━━━━━ SELECTED EXCERPT

/*
Jazzy - a Java library for Spell Checking
Copyright (C) 2001 Mindaugas Idzelis
Full text of license can be found in LICENSE.txt
This library is free software; you can redistribute it and/or
modify it under the terms of the GNU Lesser General Public
License as published by the Free Software Foundation; either
version 2.1 of the License, or (at your option) any later version.
This library is distributed in the hope that it will be useful,
but WITHOUT ANY WARRANTY; without even the implied warranty of
MERCHANTABILITY or FITNESS FOR A PARTICULAR PURPOSE. See the GNU
Lesser General Public License for more details.
You should have received a copy of the GNU Lesser General Public
License along with this library; if not, write to the Free Software
Foundation, Inc., 51 Franklin Street, Fifth Floor, Boston, MA 02110-1301 USA
*/
package com.swabunga.spell.event;
import java.text.BreakIterator;
import java.text.CharacterIterator;
import javax.swing.text.AttributeSet;
import javax.swing.text.BadLocationException;
import javax.swing.text.Document;
import javax.swing.text.Segment;
import javax.swing.text.StyledDocument;
/**
* This class tokenizes a swing document model. It also allows for the document model to be changed when corrections occur.
*
* @author Jason Height (jheight@chariot.net.au)
*/
public class DocumentWordTokenizer implements WordTokenizer {
/** Holds the start character position of the current word */
private int currentWordPos = 0;
/** Holds the end character position of the current word */
private int currentWordEnd = 0;
/** Holds the start character position of the next word */
private int nextWordPos = -1;
/** The actual text that is being tokenized */
private Document document;
/** The character iterator over the document */
private Segment text;
/** The cumulative word count that have been processed */
private int wordCount = 0;
/** Flag indicating if there are any more tokens (words) left */
private boolean moreTokens = true;
/**
* Is this a special case where the currentWordStart, currntWordEnd and nextWordPos have already been calculated. (see nextWord)

━━━━━━━━━━

GIVEN EXERCISE:
Answer from the DocumentWordTokenizer source file:
1. Which version of the GNU Lesser General Public License does the library name?
2. Who is listed as the author of the class?
3. What initial value does the field nextWordPos receive?
Base each answer solely on the text above.

━━━━━ EXTRACTED MATERIAL

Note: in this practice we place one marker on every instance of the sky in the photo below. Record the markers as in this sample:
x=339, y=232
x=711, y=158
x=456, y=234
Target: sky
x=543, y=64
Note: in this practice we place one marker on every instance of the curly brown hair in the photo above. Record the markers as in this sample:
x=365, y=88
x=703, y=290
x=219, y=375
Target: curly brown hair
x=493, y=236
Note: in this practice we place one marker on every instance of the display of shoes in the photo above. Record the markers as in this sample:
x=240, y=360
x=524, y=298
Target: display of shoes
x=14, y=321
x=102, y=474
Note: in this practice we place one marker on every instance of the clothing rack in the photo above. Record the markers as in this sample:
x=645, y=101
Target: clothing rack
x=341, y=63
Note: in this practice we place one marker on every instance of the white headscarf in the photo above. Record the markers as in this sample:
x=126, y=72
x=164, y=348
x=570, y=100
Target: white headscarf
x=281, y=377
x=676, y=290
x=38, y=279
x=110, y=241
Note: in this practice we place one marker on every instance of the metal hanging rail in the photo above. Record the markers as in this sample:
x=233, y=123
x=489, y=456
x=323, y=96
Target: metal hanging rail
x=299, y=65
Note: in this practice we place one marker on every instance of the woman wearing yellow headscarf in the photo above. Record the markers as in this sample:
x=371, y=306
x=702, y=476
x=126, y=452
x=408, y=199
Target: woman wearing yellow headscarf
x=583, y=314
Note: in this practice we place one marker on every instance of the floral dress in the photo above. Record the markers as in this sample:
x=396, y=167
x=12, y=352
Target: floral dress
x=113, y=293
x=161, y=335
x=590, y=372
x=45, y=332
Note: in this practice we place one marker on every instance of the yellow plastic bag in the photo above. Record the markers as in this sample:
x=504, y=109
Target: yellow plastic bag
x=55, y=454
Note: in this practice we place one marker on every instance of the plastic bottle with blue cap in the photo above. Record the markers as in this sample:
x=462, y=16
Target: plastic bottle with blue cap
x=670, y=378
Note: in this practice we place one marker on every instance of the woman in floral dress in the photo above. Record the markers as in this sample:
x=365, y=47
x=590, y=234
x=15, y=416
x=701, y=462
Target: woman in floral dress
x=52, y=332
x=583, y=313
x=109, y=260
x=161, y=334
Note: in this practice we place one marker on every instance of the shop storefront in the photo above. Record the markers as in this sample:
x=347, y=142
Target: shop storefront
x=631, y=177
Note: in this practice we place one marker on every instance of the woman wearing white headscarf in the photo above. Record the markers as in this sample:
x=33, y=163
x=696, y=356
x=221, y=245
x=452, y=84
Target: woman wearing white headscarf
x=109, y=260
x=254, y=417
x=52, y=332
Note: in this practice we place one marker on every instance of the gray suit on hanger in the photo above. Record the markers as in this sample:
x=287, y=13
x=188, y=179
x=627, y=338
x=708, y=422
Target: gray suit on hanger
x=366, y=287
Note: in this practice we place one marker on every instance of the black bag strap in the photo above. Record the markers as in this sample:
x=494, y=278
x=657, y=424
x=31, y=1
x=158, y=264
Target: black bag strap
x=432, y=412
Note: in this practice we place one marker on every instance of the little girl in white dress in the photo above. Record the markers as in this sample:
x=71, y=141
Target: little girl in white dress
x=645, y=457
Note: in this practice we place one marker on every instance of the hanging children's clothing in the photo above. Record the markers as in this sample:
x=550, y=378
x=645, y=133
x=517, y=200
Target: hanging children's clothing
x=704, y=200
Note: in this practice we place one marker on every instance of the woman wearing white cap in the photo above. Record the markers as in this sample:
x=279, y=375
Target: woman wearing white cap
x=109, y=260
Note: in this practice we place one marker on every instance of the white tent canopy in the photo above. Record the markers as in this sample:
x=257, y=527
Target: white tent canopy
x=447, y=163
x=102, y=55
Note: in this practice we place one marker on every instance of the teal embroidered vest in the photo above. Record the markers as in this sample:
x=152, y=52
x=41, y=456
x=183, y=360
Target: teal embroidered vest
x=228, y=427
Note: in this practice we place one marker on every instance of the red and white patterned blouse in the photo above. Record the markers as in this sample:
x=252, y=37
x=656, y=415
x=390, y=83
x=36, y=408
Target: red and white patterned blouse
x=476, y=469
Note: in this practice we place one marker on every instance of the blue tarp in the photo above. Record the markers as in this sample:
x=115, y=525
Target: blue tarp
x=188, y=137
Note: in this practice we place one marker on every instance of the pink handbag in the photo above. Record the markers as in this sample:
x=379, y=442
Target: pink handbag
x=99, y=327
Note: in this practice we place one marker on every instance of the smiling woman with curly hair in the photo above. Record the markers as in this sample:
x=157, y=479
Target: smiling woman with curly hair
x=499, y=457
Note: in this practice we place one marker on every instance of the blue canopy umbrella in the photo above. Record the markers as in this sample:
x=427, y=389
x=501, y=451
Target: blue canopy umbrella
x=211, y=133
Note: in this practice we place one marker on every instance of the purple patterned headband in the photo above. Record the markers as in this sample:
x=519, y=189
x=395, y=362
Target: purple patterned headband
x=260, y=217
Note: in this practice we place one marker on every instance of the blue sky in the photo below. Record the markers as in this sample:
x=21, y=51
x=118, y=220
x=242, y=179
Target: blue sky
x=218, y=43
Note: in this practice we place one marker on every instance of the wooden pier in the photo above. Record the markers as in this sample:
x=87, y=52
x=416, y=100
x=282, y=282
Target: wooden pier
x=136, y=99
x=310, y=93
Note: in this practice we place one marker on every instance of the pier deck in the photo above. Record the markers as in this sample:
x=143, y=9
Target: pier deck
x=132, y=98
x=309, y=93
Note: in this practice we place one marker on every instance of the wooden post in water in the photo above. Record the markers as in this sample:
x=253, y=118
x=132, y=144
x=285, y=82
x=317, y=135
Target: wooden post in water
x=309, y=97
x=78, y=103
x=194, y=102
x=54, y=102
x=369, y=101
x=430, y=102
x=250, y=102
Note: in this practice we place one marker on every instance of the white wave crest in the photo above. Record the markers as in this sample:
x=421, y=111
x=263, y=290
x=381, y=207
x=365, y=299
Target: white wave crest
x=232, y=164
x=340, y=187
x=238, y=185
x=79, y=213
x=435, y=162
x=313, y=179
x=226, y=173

━━━━━━━━━━

SOLUTION:
1. Version 2.1, or any later version at the user's option.
2. Jason Height.
3. -1.